* **DO THIS**: Format the stretch from the line containing "Where can you spot the gray" through the end of the data as a JSON list of strings, with one string per line and blank lines left out.
════════════════════
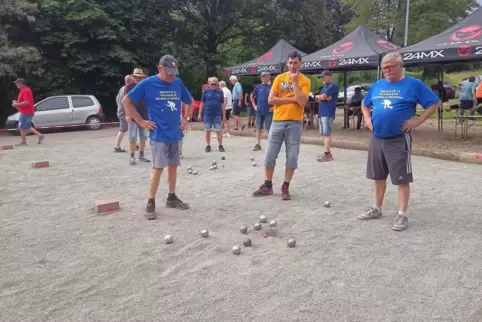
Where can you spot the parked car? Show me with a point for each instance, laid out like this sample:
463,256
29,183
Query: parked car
64,110
478,79
350,91
195,110
450,90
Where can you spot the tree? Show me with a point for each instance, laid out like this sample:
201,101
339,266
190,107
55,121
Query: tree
387,17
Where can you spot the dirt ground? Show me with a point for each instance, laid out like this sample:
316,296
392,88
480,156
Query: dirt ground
61,262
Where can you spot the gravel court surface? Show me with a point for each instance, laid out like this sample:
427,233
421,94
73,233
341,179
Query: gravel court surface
61,262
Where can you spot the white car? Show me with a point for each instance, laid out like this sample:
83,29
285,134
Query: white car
64,110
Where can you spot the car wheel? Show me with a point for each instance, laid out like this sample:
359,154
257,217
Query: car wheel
93,122
195,116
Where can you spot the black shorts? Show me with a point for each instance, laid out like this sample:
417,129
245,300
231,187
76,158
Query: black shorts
236,108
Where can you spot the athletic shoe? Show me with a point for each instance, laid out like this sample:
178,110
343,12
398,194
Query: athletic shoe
400,223
371,213
132,160
285,193
176,203
263,191
144,159
325,157
150,212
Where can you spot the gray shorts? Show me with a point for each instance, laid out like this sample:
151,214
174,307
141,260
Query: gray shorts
════════════════════
* **EXPECTED ANSWER**:
[
  "Where can you spot the gray shorts? Show me with a point for each instance, laid out like this sample:",
  "151,214",
  "174,307",
  "141,260",
  "Query: gray shorts"
]